Cheers Magazine, a publication of the Commonwealth Magazine Group, interviews President Zhang-Hua Fong for their Best Graduate Schools Guide
The annual Best Graduate Schools Guide published by Cheers Magazine offers up-to-date and in-depth insights into local and foreign graduate schools. The guide also includes a survey regarding the types of graduates preferred by companies, which serves as a reference for younger readers in planning their career paths. Due to the outstanding performance of National Chung Cheng University (CCU) graduates this year, Cheers Magazine conducted an exclusive interview with CCU president Dr. Zhang-Hua Fong. The interview will give readers an in-depth understanding of CCU’s distinct advantages.
During the previous CCU commencement held last June, a group of students hung a protest banner from the auditorium’s balcony while President Fong was delivering his speech. They claimed that the school had failed to notify all teaching assistants of their pay cuts, and had also failed to handle disputes pertaining to school affairs in a proper manner. Some students raised their hands to express their support for the protest. Thankfully, the atmosphere of the protest was relatively peaceful even though the auditorium was packed with thousands of attendees.
When this incident was brought up, President Fong remained unruffled and responded with an approving smile. For President Fong, a protest is an appropriate means of exerting influence, as long as it is reasonable. As he put it, “We want our students to have the ability to judge and solve problems.”
From Taiwan’s low birth rate to labor disputes, the impacts of various social issues are extensive and profound. Therefore, enthusiastic and professional youths are needed to plan and identify solutions. From President Fong’s perspective, nurturing the next generation of students with decision-making capabilities is an urgent educational issue.
_ _ _ _
» Directive 1
Repeat word for word the stretch of the article on the Cheers Magazine interview from "Cheers Magazine, a" through "CCU’s distinct advantages.".
The article and the records that come after it are unrelated material.

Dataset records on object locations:
_ _ _ _
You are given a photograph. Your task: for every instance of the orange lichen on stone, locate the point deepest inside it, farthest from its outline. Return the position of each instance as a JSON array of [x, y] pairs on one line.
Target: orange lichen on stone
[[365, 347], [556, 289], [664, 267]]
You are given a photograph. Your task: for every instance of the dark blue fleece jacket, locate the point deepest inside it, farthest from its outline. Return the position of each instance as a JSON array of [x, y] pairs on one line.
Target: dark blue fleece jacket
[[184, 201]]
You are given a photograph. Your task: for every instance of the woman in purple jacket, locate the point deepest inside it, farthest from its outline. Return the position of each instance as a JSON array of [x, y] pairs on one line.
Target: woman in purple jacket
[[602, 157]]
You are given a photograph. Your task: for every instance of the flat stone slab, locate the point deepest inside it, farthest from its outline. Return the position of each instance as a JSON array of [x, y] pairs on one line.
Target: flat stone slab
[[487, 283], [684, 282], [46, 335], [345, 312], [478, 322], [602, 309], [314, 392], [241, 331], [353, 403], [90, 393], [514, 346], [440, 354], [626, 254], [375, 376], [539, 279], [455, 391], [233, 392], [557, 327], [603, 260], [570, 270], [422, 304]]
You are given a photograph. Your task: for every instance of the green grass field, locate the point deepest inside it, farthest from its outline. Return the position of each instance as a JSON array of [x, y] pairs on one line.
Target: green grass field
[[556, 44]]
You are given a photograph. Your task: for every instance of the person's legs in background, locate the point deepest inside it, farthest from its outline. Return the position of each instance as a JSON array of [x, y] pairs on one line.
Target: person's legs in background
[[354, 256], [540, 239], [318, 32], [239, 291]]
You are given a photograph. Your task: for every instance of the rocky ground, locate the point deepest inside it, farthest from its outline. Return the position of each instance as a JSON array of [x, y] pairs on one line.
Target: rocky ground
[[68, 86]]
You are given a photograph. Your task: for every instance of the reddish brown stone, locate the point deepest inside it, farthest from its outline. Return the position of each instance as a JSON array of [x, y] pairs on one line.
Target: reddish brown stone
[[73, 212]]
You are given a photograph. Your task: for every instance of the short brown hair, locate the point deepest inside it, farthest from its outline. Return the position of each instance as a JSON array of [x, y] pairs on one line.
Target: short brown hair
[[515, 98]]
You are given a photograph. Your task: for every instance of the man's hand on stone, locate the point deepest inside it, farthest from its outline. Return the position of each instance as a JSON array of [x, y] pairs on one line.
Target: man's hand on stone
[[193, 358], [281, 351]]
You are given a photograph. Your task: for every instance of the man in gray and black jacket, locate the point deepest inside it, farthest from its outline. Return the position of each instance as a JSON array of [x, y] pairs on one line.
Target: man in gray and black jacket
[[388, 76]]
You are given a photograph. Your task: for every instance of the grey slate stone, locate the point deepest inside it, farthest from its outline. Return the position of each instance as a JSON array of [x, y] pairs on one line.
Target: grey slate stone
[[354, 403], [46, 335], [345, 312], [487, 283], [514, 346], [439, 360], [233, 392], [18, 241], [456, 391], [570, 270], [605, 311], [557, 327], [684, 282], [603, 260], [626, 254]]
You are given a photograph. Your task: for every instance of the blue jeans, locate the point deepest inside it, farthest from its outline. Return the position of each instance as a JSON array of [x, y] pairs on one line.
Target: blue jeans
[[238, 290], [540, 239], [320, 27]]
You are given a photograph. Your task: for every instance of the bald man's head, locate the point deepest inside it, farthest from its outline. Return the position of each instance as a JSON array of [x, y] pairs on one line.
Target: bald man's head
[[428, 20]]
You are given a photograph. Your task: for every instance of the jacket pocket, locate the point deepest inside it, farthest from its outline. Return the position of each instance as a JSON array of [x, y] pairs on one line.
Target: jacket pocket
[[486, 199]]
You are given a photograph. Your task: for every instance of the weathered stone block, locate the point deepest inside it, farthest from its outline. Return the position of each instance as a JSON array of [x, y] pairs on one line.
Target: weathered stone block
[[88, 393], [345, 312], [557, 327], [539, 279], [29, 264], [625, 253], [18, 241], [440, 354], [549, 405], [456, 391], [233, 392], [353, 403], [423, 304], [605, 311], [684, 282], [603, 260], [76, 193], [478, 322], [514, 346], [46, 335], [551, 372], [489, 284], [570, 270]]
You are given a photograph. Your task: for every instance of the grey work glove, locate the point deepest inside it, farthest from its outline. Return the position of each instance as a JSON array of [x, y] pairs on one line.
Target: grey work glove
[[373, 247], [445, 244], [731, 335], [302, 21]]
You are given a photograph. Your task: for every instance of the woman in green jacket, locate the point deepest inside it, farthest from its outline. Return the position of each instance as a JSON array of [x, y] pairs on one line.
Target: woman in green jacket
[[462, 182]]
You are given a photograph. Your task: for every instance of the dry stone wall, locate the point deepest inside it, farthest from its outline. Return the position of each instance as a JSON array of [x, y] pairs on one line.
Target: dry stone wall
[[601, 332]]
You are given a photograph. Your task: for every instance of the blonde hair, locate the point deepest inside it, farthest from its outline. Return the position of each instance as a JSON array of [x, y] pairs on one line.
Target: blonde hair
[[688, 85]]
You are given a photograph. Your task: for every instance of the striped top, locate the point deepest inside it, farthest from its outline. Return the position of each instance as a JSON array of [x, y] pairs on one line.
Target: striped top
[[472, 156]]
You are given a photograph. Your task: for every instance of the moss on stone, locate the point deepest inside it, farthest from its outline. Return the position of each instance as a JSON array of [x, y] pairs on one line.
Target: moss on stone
_ _ _ _
» Directive 2
Rewrite the records from their start through the line containing "[[602, 157]]", putting "navy" in place of "dark blue" and leaving everything else the same. Give back only that stretch.

» Correct output 1
Cheers Magazine, a publication of the Commonwealth Magazine Group, interviews President Zhang-Hua Fong for their Best Graduate Schools Guide
The annual Best Graduate Schools Guide published by Cheers Magazine offers up-to-date and in-depth insights into local and foreign graduate schools. The guide also includes a survey regarding the types of graduates preferred by companies, which serves as a reference for younger readers in planning their career paths. Due to the outstanding performance of National Chung Cheng University (CCU) graduates this year, Cheers Magazine conducted an exclusive interview with CCU president Dr. Zhang-Hua Fong. The interview will give readers an in-depth understanding of CCU’s distinct advantages.

» Correct output 2
You are given a photograph. Your task: for every instance of the orange lichen on stone, locate the point deepest inside it, farthest from its outline. Return the position of each instance as a JSON array of [x, y] pairs on one line.
Target: orange lichen on stone
[[365, 347], [556, 289], [664, 267]]
You are given a photograph. Your task: for every instance of the navy fleece jacket, locate the point deepest inside it, farthest from its outline. Return the position of each instance as a JSON array of [x, y] pairs on one line.
Target: navy fleece jacket
[[184, 201]]
You are given a photograph. Your task: for every instance of the woman in purple jacket, locate the point deepest inside it, farthest from its outline. Return the position of each instance as a JSON array of [x, y] pairs on one line.
Target: woman in purple jacket
[[602, 157]]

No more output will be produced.